#### Dataset entries ####

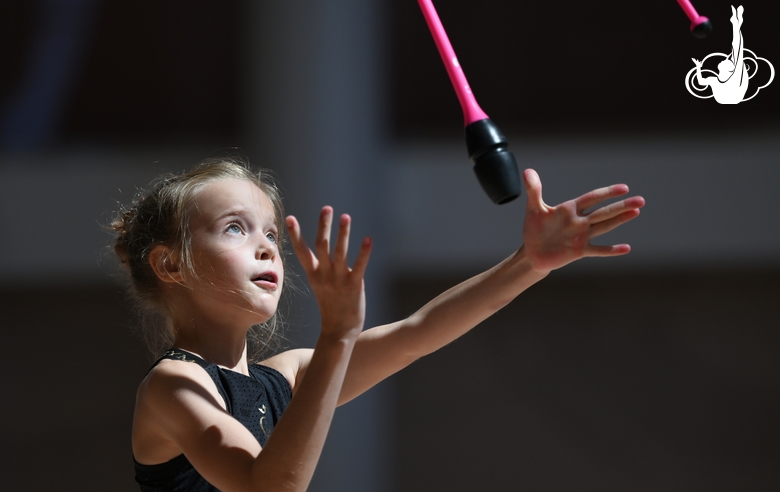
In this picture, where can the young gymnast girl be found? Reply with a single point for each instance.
(205, 251)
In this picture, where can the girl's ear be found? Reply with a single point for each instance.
(165, 264)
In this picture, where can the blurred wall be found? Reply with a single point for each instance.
(347, 102)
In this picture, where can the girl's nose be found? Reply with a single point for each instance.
(266, 249)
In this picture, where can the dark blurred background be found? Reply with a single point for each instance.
(654, 371)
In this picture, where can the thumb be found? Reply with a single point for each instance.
(533, 189)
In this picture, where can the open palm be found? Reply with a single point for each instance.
(556, 236)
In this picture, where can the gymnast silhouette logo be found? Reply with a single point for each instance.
(730, 84)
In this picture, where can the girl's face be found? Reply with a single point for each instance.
(235, 252)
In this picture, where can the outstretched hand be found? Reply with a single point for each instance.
(556, 236)
(338, 288)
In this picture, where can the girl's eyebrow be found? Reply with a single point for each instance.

####

Exercise description: Extract every line of the entries above without altering it, and omit the pictures from your answer.

Solution for this problem:
In this picture, where can the young gymnast girl be found? Reply with a single point for each instance.
(205, 251)
In this picture, where can the girl's ear be found? Reply with a single point for each instance.
(165, 264)
In this picture, where can the blurred wall be found? Reply with a single point for each instance.
(347, 102)
In this picture, where can the girl's nose be found? Reply with a single point for each instance.
(266, 249)
In this picture, where can the dark blurred background be found? Reply with a single point for each instance.
(654, 371)
In this picture, where can the thumb be found? Reply with a single point for each instance.
(533, 189)
In this picture, where can the open palm be found? Reply with a single point for each instance.
(556, 236)
In this picture, where can the gymnast silhouette logo be found? Reply with a single point for each instance.
(730, 84)
In this picture, where can the girl's face be found? Reply with a single point for each instance.
(235, 252)
In this picture, where can the outstretched hand be found? Reply with a single point for each instance.
(556, 236)
(338, 288)
In this picture, where can the girl's eyebrow be found? Reply with a single point for each instance.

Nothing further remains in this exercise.